*** RECORDS SUPPLIED ***
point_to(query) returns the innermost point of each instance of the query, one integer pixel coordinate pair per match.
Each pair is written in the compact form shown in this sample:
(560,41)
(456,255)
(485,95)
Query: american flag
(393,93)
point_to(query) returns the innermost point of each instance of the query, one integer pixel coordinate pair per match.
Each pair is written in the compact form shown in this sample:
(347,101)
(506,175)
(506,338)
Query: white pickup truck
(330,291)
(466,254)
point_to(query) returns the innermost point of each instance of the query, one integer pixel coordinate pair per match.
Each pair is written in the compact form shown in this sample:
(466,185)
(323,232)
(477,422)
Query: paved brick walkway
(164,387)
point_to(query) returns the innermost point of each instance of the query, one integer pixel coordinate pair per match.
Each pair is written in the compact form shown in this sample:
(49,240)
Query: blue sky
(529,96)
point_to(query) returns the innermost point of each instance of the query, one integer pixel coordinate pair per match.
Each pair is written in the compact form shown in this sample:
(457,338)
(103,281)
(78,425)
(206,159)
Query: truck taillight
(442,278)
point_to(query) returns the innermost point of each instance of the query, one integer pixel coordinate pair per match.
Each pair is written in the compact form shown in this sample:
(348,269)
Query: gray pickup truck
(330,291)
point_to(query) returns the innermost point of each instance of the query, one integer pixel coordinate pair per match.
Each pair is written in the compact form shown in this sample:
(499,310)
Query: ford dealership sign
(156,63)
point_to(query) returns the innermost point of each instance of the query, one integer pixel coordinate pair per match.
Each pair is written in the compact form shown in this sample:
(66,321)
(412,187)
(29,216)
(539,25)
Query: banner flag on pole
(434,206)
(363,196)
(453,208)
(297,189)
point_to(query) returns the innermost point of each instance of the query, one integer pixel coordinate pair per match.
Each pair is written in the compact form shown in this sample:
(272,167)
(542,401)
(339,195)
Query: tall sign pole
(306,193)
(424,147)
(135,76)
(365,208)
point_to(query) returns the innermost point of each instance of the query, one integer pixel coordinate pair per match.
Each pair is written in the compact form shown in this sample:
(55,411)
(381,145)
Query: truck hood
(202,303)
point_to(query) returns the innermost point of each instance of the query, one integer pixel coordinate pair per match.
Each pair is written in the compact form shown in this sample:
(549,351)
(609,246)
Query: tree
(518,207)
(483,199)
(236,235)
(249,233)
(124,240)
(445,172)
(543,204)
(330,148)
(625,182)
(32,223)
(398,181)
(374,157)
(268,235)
*** End of RECORDS SUPPLIED ***
ACTION ITEM
In full and word for word, set down the records shown above.

RESPONSE
point_to(query) returns the innermost point of each instance of the query, one integer pixel coordinate pair per match.
Each pair is written in the compact form shown in this sample:
(560,41)
(456,255)
(485,95)
Query: american flag
(393,93)
point_to(query) returns the innermost point of each instance of the query, one integer pixel coordinate pair per match.
Each pair is written in the compact form shown in this sample:
(347,101)
(506,175)
(506,338)
Query: white pickup truck
(330,291)
(466,254)
point_to(query) returns the innermost point of each instance of the query, one integer pixel coordinate pair per match.
Each pair is written in the compact form shown in this sample:
(466,185)
(323,232)
(477,422)
Query: paved brick walkway
(164,387)
point_to(query) returns the innermost point of each instance of the query, one integer pixel coordinate pair per match.
Each pair is written in the compact form shown in this sample:
(49,240)
Query: blue sky
(529,96)
point_to(query) returns the innermost point of each instance of the query, one integer pixel coordinate pair per match.
Each pair is written in the compact form shown in this sample:
(457,338)
(103,281)
(78,425)
(206,159)
Query: truck taillight
(442,278)
point_to(query) returns the innermost point of each instance of the query, one integer pixel coordinate pair per match.
Each pair is written in the compact form shown in this sample:
(348,269)
Query: gray pickup truck
(330,291)
point_to(query) returns the innermost point of each instance of the query, one integer pixel coordinate pair per match.
Each pair is written in the compact form shown in this sample:
(499,310)
Query: ford dealership sign
(156,63)
point_to(query) returns the innermost point of each instance of the query, one integer pixel coordinate pair per match.
Each pair is written in the compact form shown in this sample:
(66,321)
(412,187)
(29,216)
(539,25)
Query: banner flag on pole
(434,206)
(363,196)
(453,208)
(297,189)
point_to(query) returns the innermost point of each instance of the query, one integer pixel coordinate pair per match.
Each pair is written in the compact form shown in this sample:
(272,167)
(542,401)
(339,195)
Query: tall sign pole
(306,193)
(424,147)
(135,76)
(365,208)
point_to(query) returns the innermost point of each instance of the query, one integer pixel coordinate pair per match.
Each pair is written in the compact form shown in this sample:
(55,411)
(381,145)
Query: truck hood
(202,303)
point_to(query) returns the innermost point of each instance of the query, one integer pixel coordinate pair per match.
Each pair is written in the compact form shown in this sample:
(549,351)
(609,246)
Query: tree
(518,207)
(483,199)
(236,235)
(249,233)
(124,240)
(445,172)
(543,204)
(330,148)
(625,182)
(32,223)
(398,181)
(374,157)
(268,235)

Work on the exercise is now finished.